→ **REQUIRED ACTION**
Repeat each entry word for word; the images are not part of the copy.

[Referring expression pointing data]

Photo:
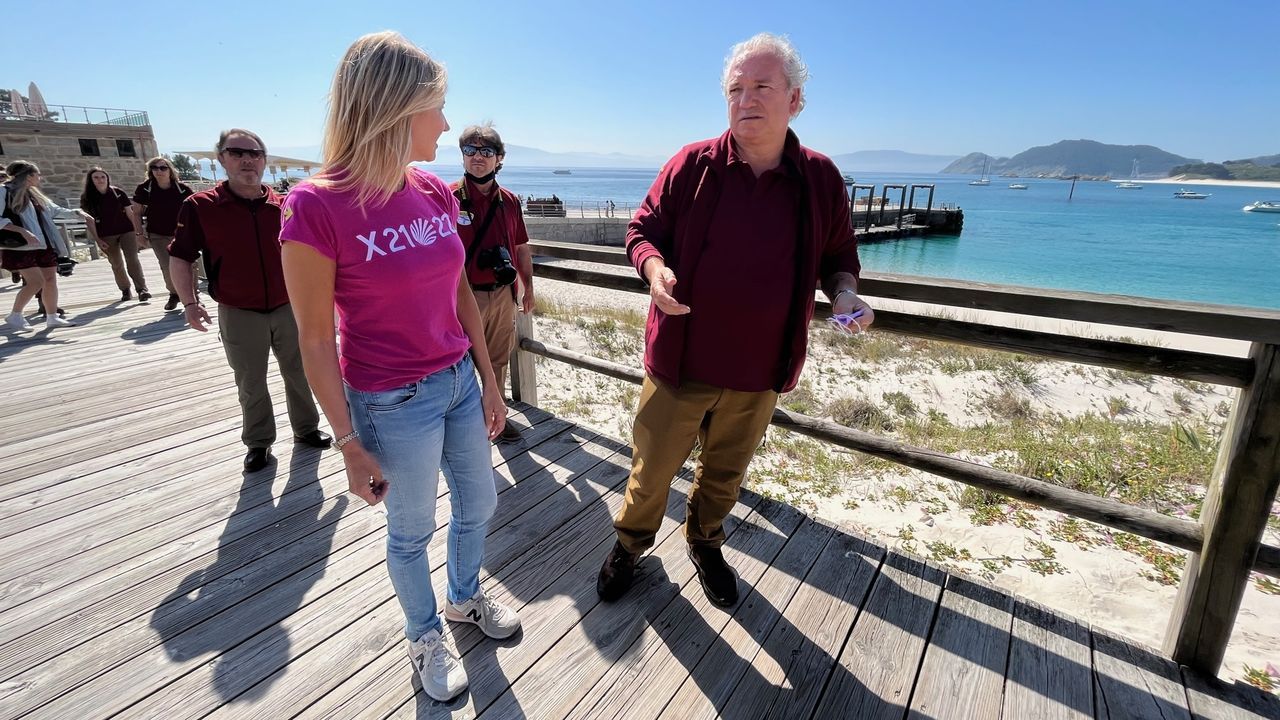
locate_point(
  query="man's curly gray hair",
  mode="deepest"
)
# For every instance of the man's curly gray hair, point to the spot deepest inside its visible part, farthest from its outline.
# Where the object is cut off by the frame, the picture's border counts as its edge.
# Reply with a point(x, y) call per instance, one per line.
point(768, 44)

→ **WORKED SOLUTION**
Photo:
locate_point(
  query="man's curly gray hair",
  mode="deepest"
)
# For every instance of the man's curly gray hair, point to the spot deepest inside its visible part, farthest from its outline.
# Where the object is cut off by the frame, the picture's border counts as its edge.
# Reply with a point(x, y) call per instance, one per line.
point(768, 44)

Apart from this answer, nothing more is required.